PASSAGE FOR REVIEW:
------------------------------------------------------------

# ER E/M Level



## KaylaRieken (Apr 30, 2019)

I have a hard time in choosing between 99283 and 99284. Physician dictated a comprehensive HPI, Exam, and MDM is Moderate- New problem (Renal Mass, concerning for renal cell carcinoma) Data: Reviewed labs and CT and Risk: Moderate (patient is being scheduled for a radical nephrectomy next week)


----------



## KaylaRieken (May 30, 2019)

Does anyone have any tips on choosing between 99283 and 99284? I had another one where they dictated comprehensive HPI, Exam, and had MDM as Moderate. It was a new problem (Kidney stone with hydronephrosis and they decided to take the patient to surgery that day). When I read the description in the book for the 99284 it reads Usually, the presenting problems are of high severity, and require urgent evaluation by the physician. When I read urgent evaluation it makes me second guess myself.


----------



## prem_ponnuru (Jun 13, 2019)

HI,

There is no difference between a new problem and an established problem. In emergency room all problems are considered as new problems. Just for your information.

------------------------------------------------------------

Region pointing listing
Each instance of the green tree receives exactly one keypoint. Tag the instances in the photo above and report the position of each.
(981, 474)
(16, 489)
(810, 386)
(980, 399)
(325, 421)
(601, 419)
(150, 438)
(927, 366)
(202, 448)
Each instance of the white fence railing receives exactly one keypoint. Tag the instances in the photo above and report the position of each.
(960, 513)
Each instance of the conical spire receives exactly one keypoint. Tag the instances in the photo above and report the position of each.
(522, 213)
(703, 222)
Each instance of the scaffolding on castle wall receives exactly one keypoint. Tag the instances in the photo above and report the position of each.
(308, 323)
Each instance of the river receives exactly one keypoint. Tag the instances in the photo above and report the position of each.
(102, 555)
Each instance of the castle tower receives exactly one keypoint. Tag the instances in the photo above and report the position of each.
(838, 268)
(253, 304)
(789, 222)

------------------------------------------------------------

EXERCISES TO COMPLETE:
1. According to the thread on ER E/M levels, how are all problems considered in the emergency room?
2. Carry on the ER E/M level thread from its final post.

EXERCISE RESULTS:
1. In the emergency room, all problems are considered new problems.

2.
Thanks,

Prem


----------



## michellepilcher (Jun 13, 2019)

To bill an E/M in the Emergency Dept you must meet three of three requirements.  A 99285 has a comprehensive history, comprehensive exam and high/complex medical decision making.  If the provider documented a comprehensive history, comprehensive exam and moderate MDM, that leaves you with 99284  (detailed, detailed, moderate).


----------



## Rmann77 (Feb 20, 2020)

Are you billing for the Physician or the Facility?


----------



## fwnewbie (May 7, 2020)

Rmann77 said:


> Are you billing for the Physician or the Facility?


Wish I had found this discussion sooner!!  I am trying to learn ED Facility coding but can't figure out what I'm supposed to evaluate.  It seems like the "3 requirements" have more to do with physician coding than facility.  Is facility based on resources used? Nursing time?  Ancillary services time? Procedures? Pt. disposition?  Where can I find some written material to read?


----------



## twizzle (May 8, 2020)

Yes, ER facility coding for E/M is completely different to physician ER coding. You are correct, it is based around resources used.

Go to acep.org (American College of Emergency Physicians) where you can find a guide to ER facility coding. It is an excellent resource.


----------



## fwnewbie (May 8, 2020)

Thank you for the info.  I just couldn't figure out why an Outpatient Coder would be expected to use the ED E/M to code facility charges.  After all, isn't a COC a facility coder??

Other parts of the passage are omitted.